Source passage:
Eine zweite Ausstellung fand Juli 1942 in den Berkeley Galleries von William Ohly statt: Exhibition of the 78 paintings of the Tarot Cards by Frieda Harris, einen Monat später neueröffnet in den Räumen der Royal Watercolour Society. Der Katalogtext ist von dem der ersten verschieden, auf der letzten Seite wird vermerkt: »The symbolism, traditional postures, attribution of the Cards, and the planetary, zodiacal and elemental colours have been given to me by an expert who has studied the Tarot for forty years and to whom my thanks are due for his courteous co-operation.«


0 The Fool1 The Magician2 The Priestess3 The Empress4 The Emperor5 The Hierophant6 The Lovers7 The Chariot8 Adjustment9 The Hermit10 Fortune11 Lust12 The Hanged Man13 Death14 Art15 The Devil16 The Tower17 The Star18 The Moon19 The Sun20 The Aeon,21 The Universe


 

0 The Fool
0 The Fool. Air. Aleph

The Fool is Air or Vacuum or Puissant Innocence. He holds the male element of fire, the female element of water, the sword of air, and the disc of earth. He is the Green Man of Spring, the great Fool of the Celts, Daluah and Parsifal. He is also Zeus Arrhenothelus, Dionysus Zagreus, Bacchus Diphues and Baphomet.

The Fool is Air, Emptiness, also Potential Purity. He holds the Wand of Fire, the Cup of Water, the Sword of Air, and the bag of planetary Disks. Round him is the rainbow issuing from and returning to his heart, he wears the fool’s cap, the horns of Bacchus, he stands on Harpocrates, the Egyptian symbol of adolescent Fertility, he is unconscious of the tiger tearing at his side, he is the Green Man of the Celts, Daluah and Parsival. 'This is the moment of divine consciousness.

 

I The Magician or Juggler
I The Magician or Juggler. Mercury. Beth

Mercury, who is Wisdom, Will and Word, by whom the world is created, symbolises the fluidic basis of all transmission of activity. Behind him and through him is the Ape, Hanuman, which is a Hindu conception. The Egyptian counterpart, Thoth, is also always followed by the Cynocephalus Ape.

He is Mercury, the messenger of God, and juggles with the four symbols of the Elements, and the papyrus or Word, the pen or Will, the wand or Wisdom. He represents the creative force in action. As Thoth in Egyptian tradition, his attendant and shadow is the Cynocephalus Ape.

 

II The Priestess
II The Priestess. The Moon. Gimmel

She is Isis, the eternal virgin, and again she is Artemis. It is for this reason she is clothed in the luminous veil of light, light being viewed not as the manifestation, but as the veil, of the spirit.

She is a spiritual Isis and a virgin Artemis. With her veil of light, she is weaving the crystals and fruits of the Earth. She carries the huntress’s bow and the musical sistrum.

List of tasks:
1. Answer these questions from the text on Frieda Harris's Tarot paintings:
(a) In which galleries was the second exhibition held in July 1942?
(b) Which ape always follows Thoth?
(c) In the second description of the Priestess, what two things does she carry?
2. Carry on the text on Frieda Harris's Tarot paintings from the point where it stops.

Material provided:
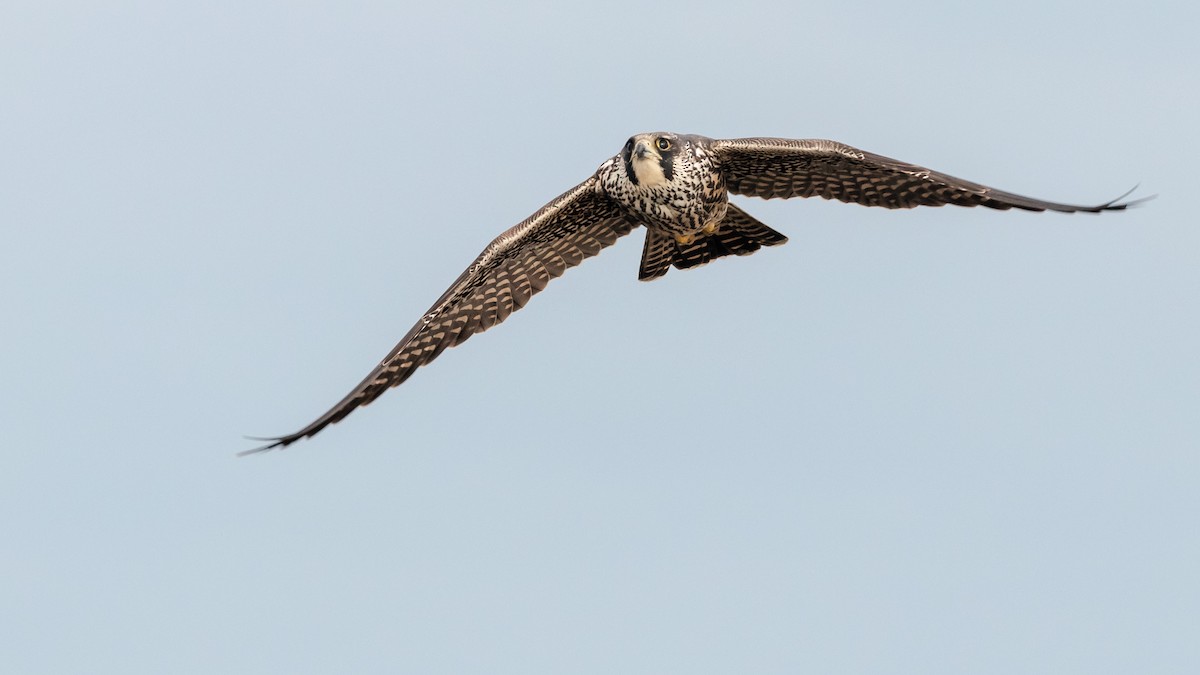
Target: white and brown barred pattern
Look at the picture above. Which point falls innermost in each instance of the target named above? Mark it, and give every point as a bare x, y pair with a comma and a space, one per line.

Responses by task:
1.
(a) The Berkeley Galleries of William Ohly.
(b) The Cynocephalus Ape.
(c) The huntress's bow and the musical sistrum.

2.
III The Empress
III The Empress. Venus. Daleth

She is seated in traditional posture. This posture represents salt, the inactive principle of nature. The lotus typifies the feminine or passive power. The Bees on the robe may be compared with the Fleur de Lys, suggesting the French origin of the symbol; the belt is the Zodiac. The Pelican may be identified with the Great Mother and her offspring. It represents the continuity of life and inheritance of blood uniting all forms of nature. The White Eagle typifies Alchemical Salt, and the White Tincture, of the nature of silver.

The Empress is seated in the traditional posture symbolising alchemical Salt. This is woman in her all-embracing receptivity, incarnate womanhood, holding the lotus, wearing the belt of the Zodiac, surrounded by her Venus birds, the pelican of self-surrender and the heraldic white eagle of salt.

 

IV The Emperor
IV The Emperor. Aries. Tzaddi

This card means Government by means of two contrasting symbols. These are the Ram, which, when wild, is solitary and courageous, and the Lamb, which is docile and cowardly, and is, in fact, the Ram tamed by authority. The posture typifies the Alchemical Sulphur, the fiery element of the universe. The Red Eagle represents the Red Tincture of the Alchemists, which is of the nature of gold.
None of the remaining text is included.